──────── Records supplied

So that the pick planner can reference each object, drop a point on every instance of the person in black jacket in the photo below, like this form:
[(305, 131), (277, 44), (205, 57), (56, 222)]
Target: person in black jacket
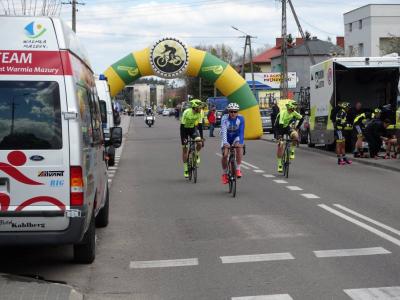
[(375, 133)]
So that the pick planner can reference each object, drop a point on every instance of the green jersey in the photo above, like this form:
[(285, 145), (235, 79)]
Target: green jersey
[(285, 118), (190, 119)]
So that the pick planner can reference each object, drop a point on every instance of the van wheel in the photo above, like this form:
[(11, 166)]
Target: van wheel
[(111, 156), (85, 252), (102, 217)]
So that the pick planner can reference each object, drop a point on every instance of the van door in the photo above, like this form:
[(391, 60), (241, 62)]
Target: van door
[(34, 155)]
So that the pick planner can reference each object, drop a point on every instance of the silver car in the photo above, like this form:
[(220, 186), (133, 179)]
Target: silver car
[(266, 120)]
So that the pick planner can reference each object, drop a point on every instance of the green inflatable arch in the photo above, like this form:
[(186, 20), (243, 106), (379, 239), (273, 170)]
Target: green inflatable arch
[(198, 63)]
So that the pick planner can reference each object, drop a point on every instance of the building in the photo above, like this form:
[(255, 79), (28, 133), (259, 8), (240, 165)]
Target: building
[(368, 29), (299, 61)]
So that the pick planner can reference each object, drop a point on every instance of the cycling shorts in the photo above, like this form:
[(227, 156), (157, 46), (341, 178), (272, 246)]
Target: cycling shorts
[(188, 132), (281, 131), (339, 137)]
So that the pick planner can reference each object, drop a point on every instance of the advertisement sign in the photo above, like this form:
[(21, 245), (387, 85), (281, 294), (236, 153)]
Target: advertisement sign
[(273, 80)]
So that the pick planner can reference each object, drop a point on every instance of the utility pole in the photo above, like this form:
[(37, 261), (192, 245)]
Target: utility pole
[(284, 75), (74, 3), (248, 38)]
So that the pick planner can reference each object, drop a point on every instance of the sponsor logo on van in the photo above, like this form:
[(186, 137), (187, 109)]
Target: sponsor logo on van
[(51, 174), (34, 30)]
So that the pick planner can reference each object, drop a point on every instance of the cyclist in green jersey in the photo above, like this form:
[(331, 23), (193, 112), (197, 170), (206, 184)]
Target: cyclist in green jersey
[(191, 126), (283, 124)]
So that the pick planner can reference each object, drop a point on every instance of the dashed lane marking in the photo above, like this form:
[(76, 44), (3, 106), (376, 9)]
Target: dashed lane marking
[(256, 258), (310, 196), (250, 165), (388, 228), (361, 224), (269, 176), (164, 263), (351, 252), (294, 188), (280, 181), (381, 293), (265, 297)]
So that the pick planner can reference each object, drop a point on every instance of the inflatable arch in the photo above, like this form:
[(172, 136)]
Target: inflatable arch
[(169, 58)]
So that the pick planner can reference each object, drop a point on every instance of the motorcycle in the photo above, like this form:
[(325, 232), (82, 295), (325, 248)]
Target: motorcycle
[(149, 120)]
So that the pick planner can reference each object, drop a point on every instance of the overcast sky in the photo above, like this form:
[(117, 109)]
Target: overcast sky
[(110, 29)]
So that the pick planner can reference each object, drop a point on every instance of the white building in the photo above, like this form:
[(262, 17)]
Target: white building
[(369, 28)]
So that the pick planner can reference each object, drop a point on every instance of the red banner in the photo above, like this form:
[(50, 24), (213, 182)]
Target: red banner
[(54, 63)]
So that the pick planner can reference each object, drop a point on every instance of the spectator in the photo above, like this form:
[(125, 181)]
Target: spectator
[(375, 133), (212, 119)]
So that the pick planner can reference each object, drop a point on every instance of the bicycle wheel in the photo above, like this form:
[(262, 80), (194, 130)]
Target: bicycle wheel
[(233, 178), (194, 167)]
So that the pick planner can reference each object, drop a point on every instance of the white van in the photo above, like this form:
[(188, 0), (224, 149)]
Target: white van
[(53, 177), (107, 115)]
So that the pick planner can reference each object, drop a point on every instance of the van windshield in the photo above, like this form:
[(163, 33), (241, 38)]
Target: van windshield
[(30, 116)]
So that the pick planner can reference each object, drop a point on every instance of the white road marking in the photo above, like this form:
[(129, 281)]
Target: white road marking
[(351, 252), (265, 297), (255, 258), (391, 229), (164, 263), (269, 176), (280, 181), (294, 188), (361, 224), (382, 293), (250, 165), (310, 196)]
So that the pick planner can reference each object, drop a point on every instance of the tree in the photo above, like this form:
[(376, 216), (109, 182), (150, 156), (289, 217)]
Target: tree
[(390, 45)]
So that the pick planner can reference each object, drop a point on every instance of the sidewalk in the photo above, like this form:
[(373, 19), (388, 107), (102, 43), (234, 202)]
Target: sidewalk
[(24, 288), (387, 164)]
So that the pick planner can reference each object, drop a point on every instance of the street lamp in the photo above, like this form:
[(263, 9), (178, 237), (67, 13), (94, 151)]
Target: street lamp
[(248, 38)]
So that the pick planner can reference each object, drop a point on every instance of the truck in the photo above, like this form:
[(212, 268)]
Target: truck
[(373, 81)]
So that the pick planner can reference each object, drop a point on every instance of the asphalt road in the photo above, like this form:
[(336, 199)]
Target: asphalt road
[(327, 232)]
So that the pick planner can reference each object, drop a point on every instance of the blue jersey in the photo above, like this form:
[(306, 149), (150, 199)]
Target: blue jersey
[(232, 129)]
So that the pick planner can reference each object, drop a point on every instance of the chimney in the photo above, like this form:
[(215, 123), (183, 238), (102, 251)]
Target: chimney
[(278, 42), (340, 41), (299, 41)]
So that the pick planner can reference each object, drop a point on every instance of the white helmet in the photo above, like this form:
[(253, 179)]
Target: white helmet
[(233, 106)]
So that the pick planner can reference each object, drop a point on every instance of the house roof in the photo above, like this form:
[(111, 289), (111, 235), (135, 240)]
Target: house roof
[(265, 57), (317, 47)]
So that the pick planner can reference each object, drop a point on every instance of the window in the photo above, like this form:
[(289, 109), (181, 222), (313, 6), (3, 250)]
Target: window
[(30, 115), (361, 49)]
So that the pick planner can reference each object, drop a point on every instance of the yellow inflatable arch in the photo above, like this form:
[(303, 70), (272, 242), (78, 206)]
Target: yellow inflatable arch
[(169, 58)]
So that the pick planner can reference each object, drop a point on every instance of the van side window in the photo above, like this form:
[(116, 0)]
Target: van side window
[(30, 115)]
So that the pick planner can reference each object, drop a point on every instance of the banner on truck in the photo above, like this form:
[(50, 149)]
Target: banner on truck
[(273, 80)]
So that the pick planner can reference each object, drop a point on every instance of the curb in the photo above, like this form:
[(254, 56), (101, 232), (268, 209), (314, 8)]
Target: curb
[(365, 161)]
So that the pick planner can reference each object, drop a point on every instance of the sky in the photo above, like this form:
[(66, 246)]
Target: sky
[(111, 29)]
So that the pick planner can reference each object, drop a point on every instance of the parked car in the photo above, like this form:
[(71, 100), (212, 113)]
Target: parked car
[(55, 187), (266, 120)]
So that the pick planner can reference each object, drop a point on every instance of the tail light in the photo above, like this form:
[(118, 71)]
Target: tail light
[(76, 186)]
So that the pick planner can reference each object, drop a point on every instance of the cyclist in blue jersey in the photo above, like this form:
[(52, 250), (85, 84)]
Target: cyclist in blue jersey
[(232, 133)]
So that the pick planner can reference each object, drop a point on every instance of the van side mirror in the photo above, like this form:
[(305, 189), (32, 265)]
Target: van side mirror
[(116, 136)]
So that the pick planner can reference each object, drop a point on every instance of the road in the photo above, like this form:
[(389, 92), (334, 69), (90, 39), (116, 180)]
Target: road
[(327, 232)]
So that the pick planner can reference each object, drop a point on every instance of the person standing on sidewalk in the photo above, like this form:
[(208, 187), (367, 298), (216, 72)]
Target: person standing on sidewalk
[(212, 119)]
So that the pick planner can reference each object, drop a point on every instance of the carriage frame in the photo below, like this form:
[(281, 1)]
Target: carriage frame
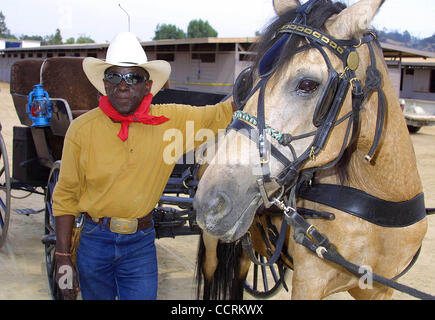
[(37, 157)]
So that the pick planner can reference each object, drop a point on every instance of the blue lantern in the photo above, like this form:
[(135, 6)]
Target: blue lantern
[(39, 107)]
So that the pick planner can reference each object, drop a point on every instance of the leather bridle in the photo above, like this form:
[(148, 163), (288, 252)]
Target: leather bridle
[(327, 109), (291, 178)]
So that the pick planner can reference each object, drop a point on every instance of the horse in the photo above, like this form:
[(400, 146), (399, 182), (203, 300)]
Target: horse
[(321, 129)]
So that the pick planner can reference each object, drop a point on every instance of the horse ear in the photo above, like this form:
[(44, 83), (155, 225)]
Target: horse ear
[(353, 20), (282, 6)]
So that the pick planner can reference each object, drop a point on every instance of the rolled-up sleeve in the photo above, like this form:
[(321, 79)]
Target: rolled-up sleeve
[(67, 190)]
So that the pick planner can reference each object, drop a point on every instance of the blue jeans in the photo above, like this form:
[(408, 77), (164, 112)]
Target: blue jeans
[(113, 265)]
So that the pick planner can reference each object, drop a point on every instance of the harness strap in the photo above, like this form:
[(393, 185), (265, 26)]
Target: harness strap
[(365, 206)]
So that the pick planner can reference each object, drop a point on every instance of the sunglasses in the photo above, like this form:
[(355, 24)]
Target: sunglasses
[(129, 78)]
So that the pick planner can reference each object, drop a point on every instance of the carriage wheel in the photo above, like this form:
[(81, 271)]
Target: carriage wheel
[(5, 192), (49, 238), (266, 281)]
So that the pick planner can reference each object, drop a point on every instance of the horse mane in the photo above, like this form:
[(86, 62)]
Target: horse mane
[(226, 283)]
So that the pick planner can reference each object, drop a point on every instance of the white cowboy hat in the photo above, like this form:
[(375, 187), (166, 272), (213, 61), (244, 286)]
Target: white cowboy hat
[(126, 51)]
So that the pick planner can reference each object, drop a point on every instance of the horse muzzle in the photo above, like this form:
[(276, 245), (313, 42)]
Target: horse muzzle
[(225, 215)]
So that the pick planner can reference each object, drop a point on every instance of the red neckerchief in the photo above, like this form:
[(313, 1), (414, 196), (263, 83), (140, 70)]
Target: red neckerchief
[(141, 115)]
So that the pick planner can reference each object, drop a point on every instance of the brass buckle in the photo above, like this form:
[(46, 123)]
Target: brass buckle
[(123, 225), (307, 233)]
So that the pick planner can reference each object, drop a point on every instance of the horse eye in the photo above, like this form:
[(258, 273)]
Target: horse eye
[(307, 86)]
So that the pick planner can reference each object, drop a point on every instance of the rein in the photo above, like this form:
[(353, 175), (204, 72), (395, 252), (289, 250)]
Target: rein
[(291, 177)]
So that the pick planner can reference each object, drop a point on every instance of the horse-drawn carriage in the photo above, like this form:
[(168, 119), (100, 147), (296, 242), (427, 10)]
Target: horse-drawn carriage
[(353, 176), (37, 151)]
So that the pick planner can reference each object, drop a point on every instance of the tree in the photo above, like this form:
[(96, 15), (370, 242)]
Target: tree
[(168, 31), (200, 29)]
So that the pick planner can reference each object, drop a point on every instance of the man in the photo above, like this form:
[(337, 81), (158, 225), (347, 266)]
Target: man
[(113, 171)]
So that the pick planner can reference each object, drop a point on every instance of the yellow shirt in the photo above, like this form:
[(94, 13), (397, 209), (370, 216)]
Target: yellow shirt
[(106, 177)]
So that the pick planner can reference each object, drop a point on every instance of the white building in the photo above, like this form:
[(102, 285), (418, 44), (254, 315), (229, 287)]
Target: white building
[(212, 64)]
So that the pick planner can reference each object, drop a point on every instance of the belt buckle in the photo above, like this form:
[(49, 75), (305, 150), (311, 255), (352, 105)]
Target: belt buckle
[(123, 225)]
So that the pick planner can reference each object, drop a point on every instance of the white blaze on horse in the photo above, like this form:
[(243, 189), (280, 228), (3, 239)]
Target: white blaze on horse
[(328, 136)]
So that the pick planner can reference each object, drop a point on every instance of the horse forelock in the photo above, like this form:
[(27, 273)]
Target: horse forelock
[(320, 13)]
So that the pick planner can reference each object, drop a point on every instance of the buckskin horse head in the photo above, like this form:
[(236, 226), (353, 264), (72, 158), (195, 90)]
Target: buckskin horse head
[(320, 128)]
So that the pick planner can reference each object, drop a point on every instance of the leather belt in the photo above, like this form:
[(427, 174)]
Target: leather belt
[(123, 225)]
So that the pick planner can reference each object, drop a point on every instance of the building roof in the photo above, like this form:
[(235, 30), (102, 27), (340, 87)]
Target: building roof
[(390, 50)]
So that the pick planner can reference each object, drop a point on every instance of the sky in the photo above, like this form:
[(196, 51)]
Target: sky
[(103, 19)]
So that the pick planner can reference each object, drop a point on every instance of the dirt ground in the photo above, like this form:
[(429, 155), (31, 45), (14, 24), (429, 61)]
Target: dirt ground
[(22, 266)]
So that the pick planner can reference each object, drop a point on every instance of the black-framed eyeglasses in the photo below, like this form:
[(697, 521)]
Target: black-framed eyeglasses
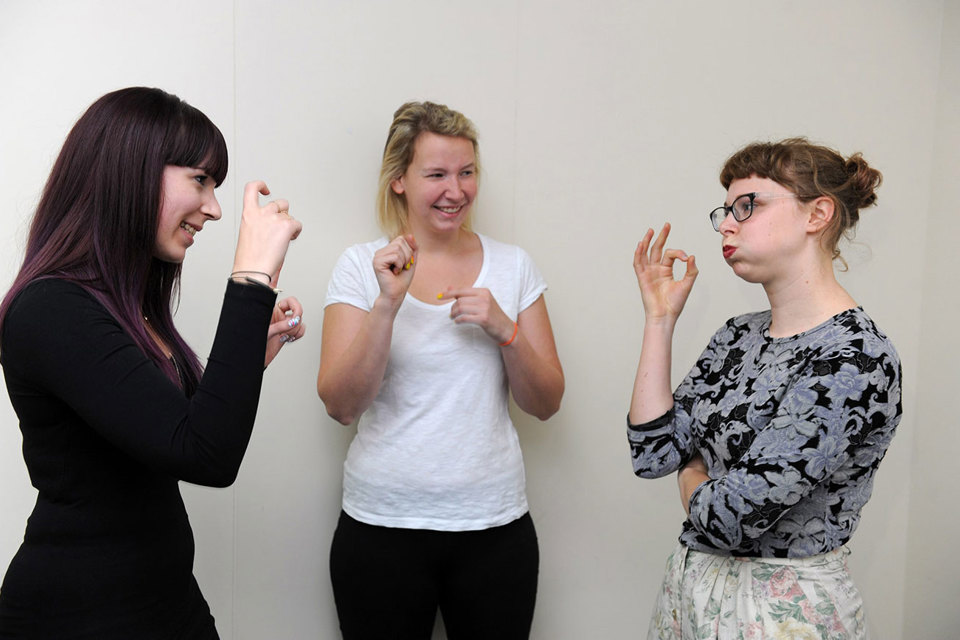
[(742, 207)]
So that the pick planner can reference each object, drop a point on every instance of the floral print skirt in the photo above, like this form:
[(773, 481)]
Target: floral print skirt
[(727, 598)]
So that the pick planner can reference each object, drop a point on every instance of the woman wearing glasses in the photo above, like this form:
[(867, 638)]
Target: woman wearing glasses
[(779, 428)]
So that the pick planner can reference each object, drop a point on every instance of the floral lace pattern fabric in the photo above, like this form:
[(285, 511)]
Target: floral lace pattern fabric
[(711, 597), (792, 431)]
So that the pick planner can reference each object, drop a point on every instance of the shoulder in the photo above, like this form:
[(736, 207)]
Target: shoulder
[(739, 327), (49, 296), (364, 250), (54, 313), (503, 250), (853, 335)]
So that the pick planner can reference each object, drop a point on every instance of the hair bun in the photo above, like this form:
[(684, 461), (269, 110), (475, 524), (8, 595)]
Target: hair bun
[(864, 179)]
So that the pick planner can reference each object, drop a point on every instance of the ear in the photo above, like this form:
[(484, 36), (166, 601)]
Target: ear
[(821, 214)]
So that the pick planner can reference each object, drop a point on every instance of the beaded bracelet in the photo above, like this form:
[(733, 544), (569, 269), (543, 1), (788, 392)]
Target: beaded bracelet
[(254, 281)]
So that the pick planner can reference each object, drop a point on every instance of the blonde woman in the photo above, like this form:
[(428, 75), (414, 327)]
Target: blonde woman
[(426, 332)]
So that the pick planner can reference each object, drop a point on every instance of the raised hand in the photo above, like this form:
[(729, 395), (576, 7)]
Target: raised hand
[(394, 265), (265, 234), (286, 325), (479, 307), (663, 296)]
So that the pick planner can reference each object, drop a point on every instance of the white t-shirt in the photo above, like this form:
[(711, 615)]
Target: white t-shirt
[(437, 449)]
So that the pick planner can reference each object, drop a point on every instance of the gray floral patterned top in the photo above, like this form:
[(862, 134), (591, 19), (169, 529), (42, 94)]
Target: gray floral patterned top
[(792, 431)]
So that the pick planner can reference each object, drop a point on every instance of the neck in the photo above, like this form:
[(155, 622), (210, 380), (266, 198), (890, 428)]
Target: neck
[(805, 300), (439, 243)]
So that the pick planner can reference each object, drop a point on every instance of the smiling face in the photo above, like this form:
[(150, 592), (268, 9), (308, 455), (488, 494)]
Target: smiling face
[(440, 184), (773, 240), (187, 203)]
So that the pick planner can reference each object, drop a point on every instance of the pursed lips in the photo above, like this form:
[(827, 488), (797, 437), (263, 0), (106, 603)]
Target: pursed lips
[(189, 228)]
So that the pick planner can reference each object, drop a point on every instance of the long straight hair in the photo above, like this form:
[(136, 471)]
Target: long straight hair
[(96, 223)]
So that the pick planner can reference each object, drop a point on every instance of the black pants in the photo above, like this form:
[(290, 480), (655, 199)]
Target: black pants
[(388, 583)]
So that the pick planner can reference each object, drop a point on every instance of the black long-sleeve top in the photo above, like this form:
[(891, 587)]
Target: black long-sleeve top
[(108, 550)]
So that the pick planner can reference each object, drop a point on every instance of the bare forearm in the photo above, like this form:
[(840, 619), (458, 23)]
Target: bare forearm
[(351, 379), (536, 382), (652, 395)]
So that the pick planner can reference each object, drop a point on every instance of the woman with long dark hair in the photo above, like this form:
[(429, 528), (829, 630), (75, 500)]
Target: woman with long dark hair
[(779, 427), (114, 407)]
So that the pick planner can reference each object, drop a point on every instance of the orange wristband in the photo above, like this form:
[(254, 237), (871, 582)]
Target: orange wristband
[(516, 328)]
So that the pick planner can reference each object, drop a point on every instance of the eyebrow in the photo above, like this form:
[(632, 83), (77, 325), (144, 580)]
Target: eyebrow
[(472, 165), (745, 193)]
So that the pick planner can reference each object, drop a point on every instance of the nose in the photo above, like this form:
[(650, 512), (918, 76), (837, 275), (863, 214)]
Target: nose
[(454, 188), (211, 207), (729, 224)]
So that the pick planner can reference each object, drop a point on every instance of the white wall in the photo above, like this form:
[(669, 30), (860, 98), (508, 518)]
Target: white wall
[(597, 120), (932, 582)]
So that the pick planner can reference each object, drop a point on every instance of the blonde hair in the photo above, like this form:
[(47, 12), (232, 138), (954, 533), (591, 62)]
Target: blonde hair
[(812, 171), (409, 121)]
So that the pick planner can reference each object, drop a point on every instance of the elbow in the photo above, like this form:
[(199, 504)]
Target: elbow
[(341, 414), (546, 405), (546, 412), (217, 477), (343, 417)]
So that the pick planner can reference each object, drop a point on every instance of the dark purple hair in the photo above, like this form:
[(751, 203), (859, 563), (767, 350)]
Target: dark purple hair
[(96, 223)]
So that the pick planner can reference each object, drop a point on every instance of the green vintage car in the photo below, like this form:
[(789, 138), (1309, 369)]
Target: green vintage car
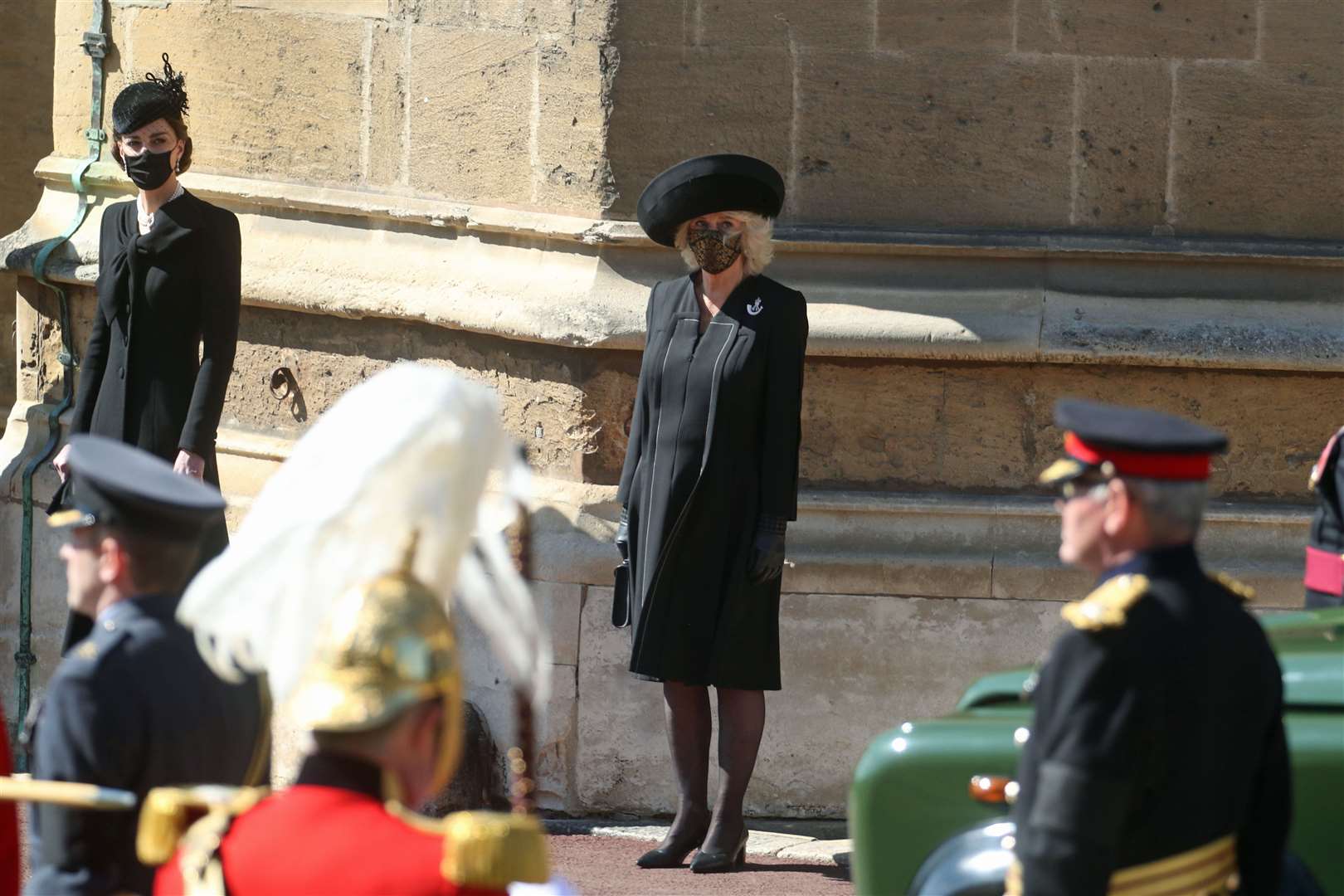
[(928, 809)]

────────────────

Starting at the line that contains "of the hair" and ending at the line that contains "[(864, 179)]", reproduce those lines of the listing with "hair bun" switched to "ponytail" and everything else left the same.

So that the pick planner can reference each object, drop a point on every instance of the ponytail in the photo above, like this form:
[(684, 461), (269, 110), (475, 524), (8, 595)]
Target: ponytail
[(864, 179)]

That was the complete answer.